• **Problem details**
Locate every line in the data below that contains the string "clicks" and copy each one. Letter case must match.

[Collected data entries]
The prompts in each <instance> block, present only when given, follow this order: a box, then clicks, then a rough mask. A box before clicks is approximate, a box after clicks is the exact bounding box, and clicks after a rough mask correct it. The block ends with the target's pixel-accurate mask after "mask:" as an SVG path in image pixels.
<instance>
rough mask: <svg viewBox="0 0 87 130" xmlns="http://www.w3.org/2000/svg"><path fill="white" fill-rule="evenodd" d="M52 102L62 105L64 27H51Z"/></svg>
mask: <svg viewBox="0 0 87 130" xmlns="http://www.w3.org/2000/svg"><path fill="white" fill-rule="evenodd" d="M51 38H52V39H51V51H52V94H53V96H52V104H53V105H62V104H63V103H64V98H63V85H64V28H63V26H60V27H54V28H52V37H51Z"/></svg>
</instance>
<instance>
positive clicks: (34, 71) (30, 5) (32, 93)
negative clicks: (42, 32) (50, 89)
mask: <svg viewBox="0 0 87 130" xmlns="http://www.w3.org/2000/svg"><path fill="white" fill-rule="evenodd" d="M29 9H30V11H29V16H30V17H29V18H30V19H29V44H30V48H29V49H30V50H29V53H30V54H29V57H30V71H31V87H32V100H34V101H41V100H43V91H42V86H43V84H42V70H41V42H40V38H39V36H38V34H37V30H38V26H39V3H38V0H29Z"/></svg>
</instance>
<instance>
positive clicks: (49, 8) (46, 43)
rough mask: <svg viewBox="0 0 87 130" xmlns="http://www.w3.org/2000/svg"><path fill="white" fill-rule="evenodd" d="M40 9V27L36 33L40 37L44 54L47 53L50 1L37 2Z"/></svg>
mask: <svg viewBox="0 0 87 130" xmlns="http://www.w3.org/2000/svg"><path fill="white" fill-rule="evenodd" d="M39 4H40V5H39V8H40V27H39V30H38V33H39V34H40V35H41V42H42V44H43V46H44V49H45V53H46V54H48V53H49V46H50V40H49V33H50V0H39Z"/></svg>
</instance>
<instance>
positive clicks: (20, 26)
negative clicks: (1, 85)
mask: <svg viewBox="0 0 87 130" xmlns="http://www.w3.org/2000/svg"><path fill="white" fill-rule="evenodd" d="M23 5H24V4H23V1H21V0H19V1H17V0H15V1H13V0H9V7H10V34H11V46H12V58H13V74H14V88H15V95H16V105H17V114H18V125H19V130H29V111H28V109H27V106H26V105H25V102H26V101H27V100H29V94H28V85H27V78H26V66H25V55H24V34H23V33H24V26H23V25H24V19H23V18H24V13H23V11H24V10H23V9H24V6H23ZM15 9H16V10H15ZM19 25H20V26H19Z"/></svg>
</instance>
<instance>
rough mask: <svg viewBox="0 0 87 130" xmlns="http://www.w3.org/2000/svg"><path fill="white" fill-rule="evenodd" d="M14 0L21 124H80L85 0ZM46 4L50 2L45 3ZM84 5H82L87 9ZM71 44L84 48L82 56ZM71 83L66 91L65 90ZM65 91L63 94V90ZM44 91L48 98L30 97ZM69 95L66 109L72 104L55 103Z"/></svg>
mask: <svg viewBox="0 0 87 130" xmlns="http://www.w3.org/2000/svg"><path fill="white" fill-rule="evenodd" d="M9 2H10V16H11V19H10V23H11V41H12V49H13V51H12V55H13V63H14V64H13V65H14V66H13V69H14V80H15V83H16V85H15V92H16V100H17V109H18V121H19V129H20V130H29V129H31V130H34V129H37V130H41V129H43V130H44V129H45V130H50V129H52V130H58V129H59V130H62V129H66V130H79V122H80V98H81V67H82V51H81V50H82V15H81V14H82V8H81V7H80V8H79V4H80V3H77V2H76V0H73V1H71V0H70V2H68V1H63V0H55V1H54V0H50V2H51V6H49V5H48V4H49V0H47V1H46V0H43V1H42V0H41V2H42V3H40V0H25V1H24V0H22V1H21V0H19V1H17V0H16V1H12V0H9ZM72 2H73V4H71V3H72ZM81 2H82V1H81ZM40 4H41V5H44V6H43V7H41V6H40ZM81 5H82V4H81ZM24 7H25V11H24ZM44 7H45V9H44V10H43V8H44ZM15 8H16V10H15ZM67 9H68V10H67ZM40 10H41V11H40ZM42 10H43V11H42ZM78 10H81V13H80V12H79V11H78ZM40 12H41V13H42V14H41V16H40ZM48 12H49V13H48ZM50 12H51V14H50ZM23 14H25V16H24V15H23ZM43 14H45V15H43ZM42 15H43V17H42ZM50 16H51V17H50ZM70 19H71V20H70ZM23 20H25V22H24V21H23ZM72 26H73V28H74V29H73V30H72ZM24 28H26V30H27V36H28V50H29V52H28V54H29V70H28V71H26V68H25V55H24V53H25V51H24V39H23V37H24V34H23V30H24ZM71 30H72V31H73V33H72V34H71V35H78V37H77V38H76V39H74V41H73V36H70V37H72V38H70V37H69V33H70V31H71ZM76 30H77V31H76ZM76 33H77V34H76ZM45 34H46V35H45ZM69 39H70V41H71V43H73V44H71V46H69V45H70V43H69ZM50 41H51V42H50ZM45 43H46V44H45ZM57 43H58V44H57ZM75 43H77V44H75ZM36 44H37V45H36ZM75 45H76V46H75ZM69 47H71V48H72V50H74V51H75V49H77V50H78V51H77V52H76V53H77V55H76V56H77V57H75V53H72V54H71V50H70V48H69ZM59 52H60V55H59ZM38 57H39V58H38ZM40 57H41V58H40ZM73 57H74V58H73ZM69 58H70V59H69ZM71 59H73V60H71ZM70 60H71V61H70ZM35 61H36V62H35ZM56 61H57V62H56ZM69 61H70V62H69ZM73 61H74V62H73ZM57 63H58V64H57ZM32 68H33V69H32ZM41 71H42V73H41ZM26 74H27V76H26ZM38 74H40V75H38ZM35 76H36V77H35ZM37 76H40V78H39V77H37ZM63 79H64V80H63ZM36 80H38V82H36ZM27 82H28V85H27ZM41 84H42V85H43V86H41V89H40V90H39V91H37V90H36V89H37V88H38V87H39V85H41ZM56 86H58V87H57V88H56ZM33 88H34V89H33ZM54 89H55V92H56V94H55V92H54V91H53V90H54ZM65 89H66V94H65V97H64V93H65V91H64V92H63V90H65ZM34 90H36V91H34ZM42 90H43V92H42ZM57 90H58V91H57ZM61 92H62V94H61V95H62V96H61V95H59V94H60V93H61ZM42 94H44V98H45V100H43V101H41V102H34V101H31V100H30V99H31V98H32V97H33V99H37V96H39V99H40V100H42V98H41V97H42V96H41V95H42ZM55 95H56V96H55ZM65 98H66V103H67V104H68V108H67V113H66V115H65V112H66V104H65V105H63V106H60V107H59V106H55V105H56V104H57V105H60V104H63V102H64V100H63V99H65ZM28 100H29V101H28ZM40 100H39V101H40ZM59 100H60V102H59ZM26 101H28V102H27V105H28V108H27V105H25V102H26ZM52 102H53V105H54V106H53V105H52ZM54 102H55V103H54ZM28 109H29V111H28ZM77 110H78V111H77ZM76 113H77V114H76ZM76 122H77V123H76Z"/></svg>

• **Exercise response**
The prompts in each <instance> block, present only when given, follow this order: a box, then clicks, then a rough mask. A box before clicks is approximate, a box after clicks is the exact bounding box, and clicks after a rough mask correct it. The block ends with the target's pixel-accurate mask after "mask:" as an SVG path in image pixels.
positive clicks: (34, 71) (30, 5) (32, 93)
negative clicks: (42, 32) (50, 89)
positive clicks: (49, 8) (46, 43)
positive clicks: (20, 26)
negative clicks: (1, 85)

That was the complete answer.